**Aim of the task:** Beginning at the line with "the stone pillar", output each line to the end of the listing below exactly, please.

**Data to use:**

######

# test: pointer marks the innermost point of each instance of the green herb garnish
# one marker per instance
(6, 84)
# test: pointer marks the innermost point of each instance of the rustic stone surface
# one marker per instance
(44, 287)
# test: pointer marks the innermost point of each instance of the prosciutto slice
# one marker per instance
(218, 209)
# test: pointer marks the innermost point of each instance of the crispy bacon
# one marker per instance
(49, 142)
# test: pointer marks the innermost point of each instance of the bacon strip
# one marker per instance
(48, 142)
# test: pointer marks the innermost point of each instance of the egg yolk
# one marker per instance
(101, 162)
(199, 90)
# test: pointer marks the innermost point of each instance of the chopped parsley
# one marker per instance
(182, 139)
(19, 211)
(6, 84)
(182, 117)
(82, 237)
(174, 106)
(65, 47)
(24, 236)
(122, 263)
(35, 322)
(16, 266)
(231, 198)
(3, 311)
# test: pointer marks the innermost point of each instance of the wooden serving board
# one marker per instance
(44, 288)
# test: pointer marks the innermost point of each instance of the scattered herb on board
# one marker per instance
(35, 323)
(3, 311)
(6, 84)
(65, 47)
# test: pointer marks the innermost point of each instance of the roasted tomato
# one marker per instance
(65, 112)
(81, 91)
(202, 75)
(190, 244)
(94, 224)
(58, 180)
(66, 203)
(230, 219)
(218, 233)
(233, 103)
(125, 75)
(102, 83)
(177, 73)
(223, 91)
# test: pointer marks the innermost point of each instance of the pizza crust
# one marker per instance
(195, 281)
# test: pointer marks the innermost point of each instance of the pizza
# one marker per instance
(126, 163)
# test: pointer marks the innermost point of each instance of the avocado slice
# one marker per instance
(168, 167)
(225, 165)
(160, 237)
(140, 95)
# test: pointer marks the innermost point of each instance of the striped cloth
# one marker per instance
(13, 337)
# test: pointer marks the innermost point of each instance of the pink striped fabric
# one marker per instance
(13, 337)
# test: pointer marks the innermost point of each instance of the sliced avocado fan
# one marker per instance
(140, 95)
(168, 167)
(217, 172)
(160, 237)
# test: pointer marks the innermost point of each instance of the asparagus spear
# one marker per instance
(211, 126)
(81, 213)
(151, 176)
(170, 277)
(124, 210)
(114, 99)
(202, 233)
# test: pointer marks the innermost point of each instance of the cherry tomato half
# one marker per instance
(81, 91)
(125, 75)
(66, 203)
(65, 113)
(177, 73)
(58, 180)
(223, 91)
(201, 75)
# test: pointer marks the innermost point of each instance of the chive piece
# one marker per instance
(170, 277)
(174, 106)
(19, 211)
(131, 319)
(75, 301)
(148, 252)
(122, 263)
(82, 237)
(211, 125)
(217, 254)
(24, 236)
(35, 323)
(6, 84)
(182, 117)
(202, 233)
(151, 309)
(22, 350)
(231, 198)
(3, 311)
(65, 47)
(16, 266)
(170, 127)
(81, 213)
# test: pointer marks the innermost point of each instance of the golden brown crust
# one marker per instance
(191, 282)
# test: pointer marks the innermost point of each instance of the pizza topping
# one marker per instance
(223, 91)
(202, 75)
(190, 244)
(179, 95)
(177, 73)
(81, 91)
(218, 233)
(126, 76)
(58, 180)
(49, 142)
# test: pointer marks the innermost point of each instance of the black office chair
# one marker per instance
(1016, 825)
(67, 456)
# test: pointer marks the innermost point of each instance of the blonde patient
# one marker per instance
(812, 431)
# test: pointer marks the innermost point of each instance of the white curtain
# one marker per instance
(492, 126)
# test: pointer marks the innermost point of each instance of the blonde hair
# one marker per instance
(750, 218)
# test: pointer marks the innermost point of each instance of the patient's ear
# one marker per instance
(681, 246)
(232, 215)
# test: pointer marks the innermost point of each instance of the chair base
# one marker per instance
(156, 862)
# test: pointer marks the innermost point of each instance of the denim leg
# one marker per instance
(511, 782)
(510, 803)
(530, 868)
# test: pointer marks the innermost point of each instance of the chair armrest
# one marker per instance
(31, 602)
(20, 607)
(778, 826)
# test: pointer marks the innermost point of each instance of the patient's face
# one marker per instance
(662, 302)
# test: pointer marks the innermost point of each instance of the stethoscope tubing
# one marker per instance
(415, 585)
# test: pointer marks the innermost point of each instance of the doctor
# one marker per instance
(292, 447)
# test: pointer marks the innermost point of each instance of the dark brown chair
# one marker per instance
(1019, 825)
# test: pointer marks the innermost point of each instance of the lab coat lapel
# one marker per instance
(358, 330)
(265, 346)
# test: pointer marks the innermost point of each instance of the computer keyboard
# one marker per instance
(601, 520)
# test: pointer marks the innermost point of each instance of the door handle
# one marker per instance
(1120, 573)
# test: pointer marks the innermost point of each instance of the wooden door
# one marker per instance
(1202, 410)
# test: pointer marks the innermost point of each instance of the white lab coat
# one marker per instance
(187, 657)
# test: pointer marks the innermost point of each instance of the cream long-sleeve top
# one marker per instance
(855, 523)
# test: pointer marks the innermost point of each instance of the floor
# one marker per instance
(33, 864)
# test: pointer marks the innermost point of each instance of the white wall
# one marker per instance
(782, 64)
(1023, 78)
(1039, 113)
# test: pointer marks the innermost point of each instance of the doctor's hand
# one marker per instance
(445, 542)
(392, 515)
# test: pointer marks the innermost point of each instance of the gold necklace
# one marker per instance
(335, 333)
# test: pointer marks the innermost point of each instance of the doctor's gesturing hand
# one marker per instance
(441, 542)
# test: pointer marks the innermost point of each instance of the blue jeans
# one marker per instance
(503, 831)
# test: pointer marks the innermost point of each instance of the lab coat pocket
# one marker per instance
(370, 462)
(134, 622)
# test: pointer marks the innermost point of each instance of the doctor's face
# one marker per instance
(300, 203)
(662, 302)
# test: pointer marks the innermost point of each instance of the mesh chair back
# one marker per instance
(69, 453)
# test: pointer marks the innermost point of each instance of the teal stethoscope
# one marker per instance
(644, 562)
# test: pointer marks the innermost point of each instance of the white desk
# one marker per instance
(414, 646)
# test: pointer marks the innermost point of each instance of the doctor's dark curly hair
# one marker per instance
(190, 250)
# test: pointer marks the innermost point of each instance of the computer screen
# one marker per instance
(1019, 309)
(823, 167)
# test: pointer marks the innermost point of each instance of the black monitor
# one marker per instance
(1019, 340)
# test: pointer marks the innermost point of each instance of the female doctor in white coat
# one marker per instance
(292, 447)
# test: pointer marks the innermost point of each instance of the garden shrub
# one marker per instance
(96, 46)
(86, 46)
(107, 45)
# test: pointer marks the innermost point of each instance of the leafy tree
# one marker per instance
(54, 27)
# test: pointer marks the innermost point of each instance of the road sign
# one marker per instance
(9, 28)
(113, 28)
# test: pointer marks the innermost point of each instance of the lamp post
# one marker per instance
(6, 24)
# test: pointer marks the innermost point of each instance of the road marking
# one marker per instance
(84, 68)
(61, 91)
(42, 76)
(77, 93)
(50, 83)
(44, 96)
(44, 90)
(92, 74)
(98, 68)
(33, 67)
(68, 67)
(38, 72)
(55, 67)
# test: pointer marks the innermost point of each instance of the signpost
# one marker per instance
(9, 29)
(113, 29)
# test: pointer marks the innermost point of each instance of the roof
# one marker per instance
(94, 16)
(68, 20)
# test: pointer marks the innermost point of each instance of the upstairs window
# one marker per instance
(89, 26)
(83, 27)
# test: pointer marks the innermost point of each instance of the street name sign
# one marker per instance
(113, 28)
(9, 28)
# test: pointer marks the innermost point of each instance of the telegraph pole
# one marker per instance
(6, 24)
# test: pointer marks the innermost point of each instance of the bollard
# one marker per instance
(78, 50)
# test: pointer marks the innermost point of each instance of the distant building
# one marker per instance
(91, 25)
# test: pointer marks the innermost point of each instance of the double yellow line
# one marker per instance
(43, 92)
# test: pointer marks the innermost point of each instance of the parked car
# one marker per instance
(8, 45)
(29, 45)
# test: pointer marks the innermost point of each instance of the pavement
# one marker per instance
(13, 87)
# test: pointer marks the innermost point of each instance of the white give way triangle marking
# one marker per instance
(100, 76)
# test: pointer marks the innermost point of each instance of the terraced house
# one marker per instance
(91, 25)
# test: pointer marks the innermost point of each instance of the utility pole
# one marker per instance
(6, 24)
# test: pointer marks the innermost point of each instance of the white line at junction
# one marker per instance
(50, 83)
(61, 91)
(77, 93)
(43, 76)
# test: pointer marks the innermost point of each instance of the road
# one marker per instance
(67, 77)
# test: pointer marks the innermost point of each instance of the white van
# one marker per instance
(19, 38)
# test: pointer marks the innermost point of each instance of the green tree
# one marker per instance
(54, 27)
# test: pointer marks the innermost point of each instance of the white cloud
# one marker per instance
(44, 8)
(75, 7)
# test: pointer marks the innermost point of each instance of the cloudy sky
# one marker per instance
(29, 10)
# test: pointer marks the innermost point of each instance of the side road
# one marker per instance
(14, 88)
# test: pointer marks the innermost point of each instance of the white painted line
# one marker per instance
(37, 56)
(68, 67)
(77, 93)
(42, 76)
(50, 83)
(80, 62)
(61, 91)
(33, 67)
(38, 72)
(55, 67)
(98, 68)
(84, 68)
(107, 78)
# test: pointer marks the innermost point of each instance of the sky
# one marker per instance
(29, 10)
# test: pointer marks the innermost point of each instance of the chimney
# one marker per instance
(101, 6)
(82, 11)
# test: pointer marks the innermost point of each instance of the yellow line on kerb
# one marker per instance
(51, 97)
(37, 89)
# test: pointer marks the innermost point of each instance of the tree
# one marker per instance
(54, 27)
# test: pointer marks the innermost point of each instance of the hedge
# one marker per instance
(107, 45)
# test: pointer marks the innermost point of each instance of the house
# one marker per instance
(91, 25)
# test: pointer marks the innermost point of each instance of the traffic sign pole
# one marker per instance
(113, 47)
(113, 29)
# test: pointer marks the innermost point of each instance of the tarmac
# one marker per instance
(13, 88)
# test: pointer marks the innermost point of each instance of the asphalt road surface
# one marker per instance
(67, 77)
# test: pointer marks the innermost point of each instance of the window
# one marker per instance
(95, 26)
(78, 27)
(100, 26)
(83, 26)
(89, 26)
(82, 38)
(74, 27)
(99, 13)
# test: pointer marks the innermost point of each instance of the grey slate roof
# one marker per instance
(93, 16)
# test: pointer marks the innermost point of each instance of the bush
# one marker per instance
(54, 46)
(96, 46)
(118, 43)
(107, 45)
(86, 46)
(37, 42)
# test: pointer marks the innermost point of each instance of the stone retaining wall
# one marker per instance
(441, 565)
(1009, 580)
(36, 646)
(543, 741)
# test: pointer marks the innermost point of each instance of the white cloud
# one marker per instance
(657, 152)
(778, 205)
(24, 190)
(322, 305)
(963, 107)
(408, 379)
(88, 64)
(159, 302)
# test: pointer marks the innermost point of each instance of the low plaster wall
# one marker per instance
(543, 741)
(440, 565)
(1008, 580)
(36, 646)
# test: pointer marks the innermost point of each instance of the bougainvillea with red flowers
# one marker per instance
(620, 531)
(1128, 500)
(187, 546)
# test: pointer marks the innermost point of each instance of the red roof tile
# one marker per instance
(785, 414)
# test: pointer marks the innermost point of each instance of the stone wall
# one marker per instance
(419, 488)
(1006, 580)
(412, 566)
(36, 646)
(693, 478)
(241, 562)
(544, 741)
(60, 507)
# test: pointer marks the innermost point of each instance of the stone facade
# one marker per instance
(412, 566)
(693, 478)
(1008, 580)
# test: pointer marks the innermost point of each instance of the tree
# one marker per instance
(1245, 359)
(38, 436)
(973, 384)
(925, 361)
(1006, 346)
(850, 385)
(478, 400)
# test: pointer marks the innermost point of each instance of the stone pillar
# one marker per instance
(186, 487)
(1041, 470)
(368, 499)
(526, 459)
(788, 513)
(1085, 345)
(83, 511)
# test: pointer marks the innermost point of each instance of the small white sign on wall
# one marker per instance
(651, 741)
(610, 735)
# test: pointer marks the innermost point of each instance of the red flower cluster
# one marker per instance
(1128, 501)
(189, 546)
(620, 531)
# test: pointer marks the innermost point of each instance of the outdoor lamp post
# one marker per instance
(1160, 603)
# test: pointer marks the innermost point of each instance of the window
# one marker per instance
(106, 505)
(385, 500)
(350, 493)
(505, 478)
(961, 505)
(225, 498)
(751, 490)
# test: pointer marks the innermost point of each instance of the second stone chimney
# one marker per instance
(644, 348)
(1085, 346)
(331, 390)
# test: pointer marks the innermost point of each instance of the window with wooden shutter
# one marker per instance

######

**Result below:**
# test: pointer marks the innermost point of each instance of the stone pillar
# one marker per instance
(186, 487)
(1041, 470)
(368, 499)
(526, 459)
(788, 513)
(1085, 345)
(83, 511)
# test: pointer marks the innermost point of each instance of the small white sign on wall
# one marker per instance
(651, 741)
(610, 735)
# test: pointer marks the innermost point of each instance of the red flower cluster
# one marker per instance
(1128, 501)
(189, 546)
(620, 531)
# test: pointer marks the innermost point of each instance of the outdoor lamp post
# one marker per instance
(1160, 603)
# test: pointer marks the innermost point of each instance of the window
# one marker per instance
(106, 505)
(385, 500)
(350, 493)
(505, 478)
(961, 505)
(225, 498)
(751, 490)
# test: pointer marks the innermost point of each instance of the second stone chimney
# one marker per instance
(644, 348)
(1085, 346)
(331, 390)
# test: pointer marks the innermost point of each instance of the window with wooden shutter
# one marker per instance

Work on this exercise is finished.